GIVEN EXERCISE ::
Revise the records below so that each occurrence of "top-left corner" becomes "upper-left corner", leaving all other text untouched.

[Dataset entries]
=====

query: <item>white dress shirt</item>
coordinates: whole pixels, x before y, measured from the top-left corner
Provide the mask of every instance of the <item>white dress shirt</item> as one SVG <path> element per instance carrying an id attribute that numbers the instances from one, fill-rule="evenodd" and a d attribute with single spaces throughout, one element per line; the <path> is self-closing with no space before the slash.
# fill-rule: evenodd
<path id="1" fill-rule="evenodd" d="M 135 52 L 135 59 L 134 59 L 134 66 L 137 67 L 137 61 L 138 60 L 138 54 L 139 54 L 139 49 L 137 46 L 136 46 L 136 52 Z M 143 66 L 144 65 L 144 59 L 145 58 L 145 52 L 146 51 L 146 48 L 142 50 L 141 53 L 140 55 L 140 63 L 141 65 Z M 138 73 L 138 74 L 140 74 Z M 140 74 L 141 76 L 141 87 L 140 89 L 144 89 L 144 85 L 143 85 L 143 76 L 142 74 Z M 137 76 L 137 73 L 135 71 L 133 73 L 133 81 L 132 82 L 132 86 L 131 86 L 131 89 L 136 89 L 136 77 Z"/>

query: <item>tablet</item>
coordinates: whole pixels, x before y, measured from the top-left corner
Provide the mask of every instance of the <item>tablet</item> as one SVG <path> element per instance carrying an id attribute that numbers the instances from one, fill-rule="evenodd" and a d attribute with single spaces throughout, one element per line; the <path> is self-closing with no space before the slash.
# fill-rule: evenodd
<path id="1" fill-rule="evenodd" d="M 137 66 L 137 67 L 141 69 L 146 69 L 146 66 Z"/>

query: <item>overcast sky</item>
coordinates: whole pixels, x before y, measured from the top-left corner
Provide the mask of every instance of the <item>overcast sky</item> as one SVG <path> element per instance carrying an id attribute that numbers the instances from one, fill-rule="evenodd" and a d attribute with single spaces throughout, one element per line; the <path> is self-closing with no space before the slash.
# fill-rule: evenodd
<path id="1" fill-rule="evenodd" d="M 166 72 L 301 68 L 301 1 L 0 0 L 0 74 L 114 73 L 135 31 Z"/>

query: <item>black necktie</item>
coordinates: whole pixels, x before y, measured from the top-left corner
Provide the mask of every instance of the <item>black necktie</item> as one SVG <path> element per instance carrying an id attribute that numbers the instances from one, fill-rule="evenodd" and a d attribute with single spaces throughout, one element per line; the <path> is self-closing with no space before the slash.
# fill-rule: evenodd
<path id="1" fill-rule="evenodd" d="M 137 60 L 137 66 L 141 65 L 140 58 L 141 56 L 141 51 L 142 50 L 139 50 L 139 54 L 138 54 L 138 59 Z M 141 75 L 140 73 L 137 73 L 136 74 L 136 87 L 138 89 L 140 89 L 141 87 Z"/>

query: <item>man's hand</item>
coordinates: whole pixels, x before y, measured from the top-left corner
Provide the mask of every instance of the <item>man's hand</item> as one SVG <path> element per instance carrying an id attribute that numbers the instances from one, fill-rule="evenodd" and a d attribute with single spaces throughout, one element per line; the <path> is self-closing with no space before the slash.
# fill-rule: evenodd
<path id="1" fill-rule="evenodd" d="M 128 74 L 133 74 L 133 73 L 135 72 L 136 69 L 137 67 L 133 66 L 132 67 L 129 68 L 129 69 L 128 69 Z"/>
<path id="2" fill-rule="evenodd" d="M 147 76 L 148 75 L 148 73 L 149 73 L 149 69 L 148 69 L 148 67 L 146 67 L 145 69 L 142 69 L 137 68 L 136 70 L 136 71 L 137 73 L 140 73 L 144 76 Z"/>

=====

ANSWER TO THIS TASK ::
query: <item>white dress shirt</item>
coordinates: whole pixels, x before y, measured from the upper-left corner
Provide the mask of every instance of the <item>white dress shirt</item> as one SVG <path> element per instance carrying an id attribute that numbers the instances from one, fill-rule="evenodd" and a d attribute with single spaces throughout, one element per line; the <path> is self-closing with no space before the slash.
# fill-rule: evenodd
<path id="1" fill-rule="evenodd" d="M 135 52 L 135 59 L 134 59 L 134 66 L 137 67 L 137 61 L 138 60 L 138 54 L 139 54 L 139 49 L 137 46 L 136 46 L 136 52 Z M 143 66 L 144 65 L 144 59 L 145 58 L 145 52 L 146 51 L 146 48 L 142 50 L 141 53 L 140 55 L 140 63 L 141 65 Z M 138 73 L 138 74 L 140 74 Z M 140 74 L 141 76 L 141 87 L 140 89 L 144 89 L 144 85 L 143 85 L 143 76 L 142 74 Z M 137 76 L 137 73 L 135 71 L 133 73 L 133 81 L 132 82 L 132 86 L 131 86 L 131 89 L 136 89 L 136 77 Z"/>

query: <item>tablet</item>
coordinates: whole pixels, x before y, measured from the upper-left corner
Provide the mask of every instance of the <item>tablet</item> as one SVG <path> element per instance carrying an id attribute that numbers the instances from one, fill-rule="evenodd" and a d attribute with single spaces throughout, one element per line; the <path> is self-closing with no space before the slash.
# fill-rule: evenodd
<path id="1" fill-rule="evenodd" d="M 137 66 L 137 67 L 141 69 L 146 69 L 146 66 Z"/>

query: <item>overcast sky</item>
coordinates: whole pixels, x before y, measured from the upper-left corner
Provide the mask of every instance of the <item>overcast sky</item> as one SVG <path> element per instance carrying an id attribute that numbers the instances from one, fill-rule="evenodd" and a d attribute with single spaces throughout, one element per line; the <path> is self-closing with no space before the slash.
# fill-rule: evenodd
<path id="1" fill-rule="evenodd" d="M 166 72 L 301 68 L 301 1 L 0 0 L 0 74 L 114 73 L 135 31 Z"/>

query: <item>black necktie</item>
coordinates: whole pixels, x before y, measured from the upper-left corner
Provide the mask of every instance of the <item>black necktie</item> as one SVG <path> element per instance carrying an id attribute that numbers the instances from one, fill-rule="evenodd" and a d attribute with single spaces throughout, one element per line; the <path> is self-closing with no space before the slash.
# fill-rule: evenodd
<path id="1" fill-rule="evenodd" d="M 137 60 L 137 66 L 141 65 L 140 58 L 141 56 L 141 51 L 142 50 L 139 50 L 139 54 L 138 54 L 138 59 Z M 141 75 L 140 73 L 137 73 L 136 74 L 136 87 L 138 89 L 140 89 L 141 87 Z"/>

query: <item>man's hand</item>
coordinates: whole pixels, x before y, measured from the upper-left corner
Provide the mask of every instance of the <item>man's hand</item> as one SVG <path> element per instance carrying an id attribute that numbers the instances from one, fill-rule="evenodd" and a d attribute with single spaces throughout, one element per line; the <path> is self-closing with no space before the slash.
# fill-rule: evenodd
<path id="1" fill-rule="evenodd" d="M 128 74 L 133 74 L 133 73 L 135 72 L 136 69 L 137 67 L 133 66 L 132 67 L 129 68 L 129 69 L 128 69 Z"/>
<path id="2" fill-rule="evenodd" d="M 147 76 L 148 75 L 148 73 L 149 73 L 149 69 L 148 69 L 148 67 L 146 67 L 145 69 L 142 69 L 137 68 L 136 70 L 136 71 L 137 73 L 140 73 L 144 76 Z"/>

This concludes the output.